_Text passage_

%%

Other components, buses, and/or protocols may be used in other
implementations without departing from the spirit and scope of the
detailed description.
[0019]Referring now to FIG. 1, a computer system 100 includes a central
processing unit (CPU) 102 that may be electrically coupled to a bridge
logic device 106 by a CPU bus. The bridge logic device 106 is sometimes
referred to as a "North bridge" vis-a-vis its position with respect to
other systems components (such as the South bridge 119). The North bridge
106 may electrically couple to a main memory array 104 via a memory bus,
and may further electrically couple to a GPU 108 via an advanced graphics
port (AGP) bus. In general, the AGP bus is an industry standard method of
attaching graphics functionality to the computer system's 100
motherboard. The North bridge 106 also may couple the CPU 102, the memory
104, and the GPU 108 to the other peripheral devices in the system
through, for example, a primary expansion bus (BUS A) such as a PCI bus
or an EISA bus.
[0020]Various components that operate using the bus protocol of BUS A may
reside on this bus, such as an audio device 110, an IEEE 1394 interface
device 112, and a network interface card (NIC) 114. These components may
be integrated onto the PCB, or they may be plugged into expansion slots
118 that are connected to BUS A. If other secondary expansion buses are
provided in computer system 100, another bridge logic device 119 may be
used to electrically couple the primary expansion bus, BUS A, to a
secondary expansion bus (not shown). As mentioned above, the bridge logic
device 119 is sometimes referred to as a "South bridge" because of its
position with respect to other system components.
[0021]In some embodiments, two or more of the components shown in FIG. 1
may be implemented as a single component. For example, in some
embodiments, the GPU may be integrated along with the North bridge 106 or
any other component with the computer system 100.

%%

_Set tasks_
(1) Name every component that the computer system passage says may reside on BUS A.
(2) Please write out everything in the computer system passage from "[0019]Referring now to" down to "an EISA bus.".
(3) Summarize the computer system passage in two sentences.

_Entries shown_
%%

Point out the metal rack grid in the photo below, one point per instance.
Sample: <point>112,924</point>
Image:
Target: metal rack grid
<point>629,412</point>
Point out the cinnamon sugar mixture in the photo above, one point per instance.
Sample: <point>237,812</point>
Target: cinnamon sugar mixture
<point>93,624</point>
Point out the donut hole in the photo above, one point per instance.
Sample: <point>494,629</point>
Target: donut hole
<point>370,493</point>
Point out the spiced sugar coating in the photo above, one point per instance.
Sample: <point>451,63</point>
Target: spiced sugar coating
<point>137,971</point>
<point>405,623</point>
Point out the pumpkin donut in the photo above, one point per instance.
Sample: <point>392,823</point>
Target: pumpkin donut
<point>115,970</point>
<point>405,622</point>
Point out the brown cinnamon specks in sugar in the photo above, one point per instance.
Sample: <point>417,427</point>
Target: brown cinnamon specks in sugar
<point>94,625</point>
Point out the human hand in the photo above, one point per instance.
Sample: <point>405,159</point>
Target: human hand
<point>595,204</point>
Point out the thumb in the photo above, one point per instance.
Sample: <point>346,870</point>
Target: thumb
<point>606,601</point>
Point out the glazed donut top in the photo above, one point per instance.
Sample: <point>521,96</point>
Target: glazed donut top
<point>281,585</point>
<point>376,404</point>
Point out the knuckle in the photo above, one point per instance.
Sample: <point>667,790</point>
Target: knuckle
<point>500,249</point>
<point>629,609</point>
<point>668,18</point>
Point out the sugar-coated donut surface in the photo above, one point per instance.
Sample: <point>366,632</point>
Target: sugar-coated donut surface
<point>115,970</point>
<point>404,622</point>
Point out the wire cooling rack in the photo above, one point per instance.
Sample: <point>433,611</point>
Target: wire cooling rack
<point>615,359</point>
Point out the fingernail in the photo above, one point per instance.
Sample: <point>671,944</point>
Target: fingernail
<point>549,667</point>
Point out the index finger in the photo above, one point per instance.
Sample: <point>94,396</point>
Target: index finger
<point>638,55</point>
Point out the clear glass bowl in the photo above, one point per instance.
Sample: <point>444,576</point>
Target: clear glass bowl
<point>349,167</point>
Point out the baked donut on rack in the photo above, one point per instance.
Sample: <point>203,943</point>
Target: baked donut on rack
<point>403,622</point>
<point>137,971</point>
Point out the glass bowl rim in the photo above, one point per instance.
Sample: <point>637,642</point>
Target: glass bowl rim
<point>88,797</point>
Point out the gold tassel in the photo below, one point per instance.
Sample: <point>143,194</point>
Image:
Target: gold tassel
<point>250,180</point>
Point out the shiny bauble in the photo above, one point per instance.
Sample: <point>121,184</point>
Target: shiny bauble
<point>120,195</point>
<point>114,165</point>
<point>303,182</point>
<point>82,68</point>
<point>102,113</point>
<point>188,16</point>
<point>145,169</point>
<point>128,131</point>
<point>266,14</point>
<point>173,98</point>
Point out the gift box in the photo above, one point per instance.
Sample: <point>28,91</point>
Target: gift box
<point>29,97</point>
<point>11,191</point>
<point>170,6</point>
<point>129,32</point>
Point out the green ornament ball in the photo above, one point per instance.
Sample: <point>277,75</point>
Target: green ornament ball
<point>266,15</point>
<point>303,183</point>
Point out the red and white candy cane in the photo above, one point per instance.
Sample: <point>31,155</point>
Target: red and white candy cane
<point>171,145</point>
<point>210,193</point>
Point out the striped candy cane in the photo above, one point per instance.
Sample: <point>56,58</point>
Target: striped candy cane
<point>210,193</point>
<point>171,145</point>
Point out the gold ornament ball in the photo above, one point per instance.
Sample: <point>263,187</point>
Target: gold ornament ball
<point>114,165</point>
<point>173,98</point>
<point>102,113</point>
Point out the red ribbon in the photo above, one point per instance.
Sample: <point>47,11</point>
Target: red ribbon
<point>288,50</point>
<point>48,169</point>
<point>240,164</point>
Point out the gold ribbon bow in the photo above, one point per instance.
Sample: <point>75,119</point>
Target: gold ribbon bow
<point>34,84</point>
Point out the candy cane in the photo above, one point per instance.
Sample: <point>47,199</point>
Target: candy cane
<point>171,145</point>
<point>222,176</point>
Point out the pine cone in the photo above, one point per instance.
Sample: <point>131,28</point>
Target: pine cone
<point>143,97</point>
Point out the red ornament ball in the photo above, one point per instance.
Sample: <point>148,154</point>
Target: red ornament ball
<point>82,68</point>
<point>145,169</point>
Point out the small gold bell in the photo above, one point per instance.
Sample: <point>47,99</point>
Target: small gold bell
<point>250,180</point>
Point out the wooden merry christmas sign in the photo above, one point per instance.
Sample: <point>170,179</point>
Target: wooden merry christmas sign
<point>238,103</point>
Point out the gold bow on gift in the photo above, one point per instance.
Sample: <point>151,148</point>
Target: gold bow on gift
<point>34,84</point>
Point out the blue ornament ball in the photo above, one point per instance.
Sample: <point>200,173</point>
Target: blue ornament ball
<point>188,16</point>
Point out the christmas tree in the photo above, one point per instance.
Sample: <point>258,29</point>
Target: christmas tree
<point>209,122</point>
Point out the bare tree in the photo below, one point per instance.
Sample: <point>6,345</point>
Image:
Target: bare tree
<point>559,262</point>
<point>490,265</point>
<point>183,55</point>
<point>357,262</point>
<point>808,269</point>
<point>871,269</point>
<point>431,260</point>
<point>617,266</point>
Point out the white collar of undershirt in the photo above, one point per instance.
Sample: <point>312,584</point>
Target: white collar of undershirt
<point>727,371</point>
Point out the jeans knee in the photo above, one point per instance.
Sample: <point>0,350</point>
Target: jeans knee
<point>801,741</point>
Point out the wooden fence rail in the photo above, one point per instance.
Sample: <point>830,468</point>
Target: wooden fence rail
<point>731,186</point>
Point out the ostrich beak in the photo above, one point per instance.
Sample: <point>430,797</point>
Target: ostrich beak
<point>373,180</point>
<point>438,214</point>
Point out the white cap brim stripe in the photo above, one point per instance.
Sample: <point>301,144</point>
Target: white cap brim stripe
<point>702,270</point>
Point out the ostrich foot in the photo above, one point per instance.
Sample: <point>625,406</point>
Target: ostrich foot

%%

_Results of the exercise_
(1)
- Audio device 110
- IEEE 1394 interface device 112
- Network interface card (NIC) 114

(2)
[0019]Referring now to FIG. 1, a computer system 100 includes a central
processing unit (CPU) 102 that may be electrically coupled to a bridge
logic device 106 by a CPU bus. The bridge logic device 106 is sometimes
referred to as a "North bridge" vis-a-vis its position with respect to
other systems components (such as the South bridge 119). The North bridge
106 may electrically couple to a main memory array 104 via a memory bus,
and may further electrically couple to a GPU 108 via an advanced graphics
port (AGP) bus. In general, the AGP bus is an industry standard method of
attaching graphics functionality to the computer system's 100
motherboard. The North bridge 106 also may couple the CPU 102, the memory
104, and the GPU 108 to the other peripheral devices in the system
through, for example, a primary expansion bus (BUS A) such as a PCI bus
or an EISA bus.

(3) In computer system 100, a North bridge 106 connects the CPU 102 to main memory 104 and to a GPU 108 over an AGP bus, and it links these parts to other peripherals through a primary expansion bus, BUS A, such as a PCI or EISA bus. Devices such as an audio device, an IEEE 1394 interface, and a NIC may sit on BUS A, a South bridge 119 may connect BUS A to a secondary expansion bus, and two or more components, such as the GPU and the North bridge, may be combined into one.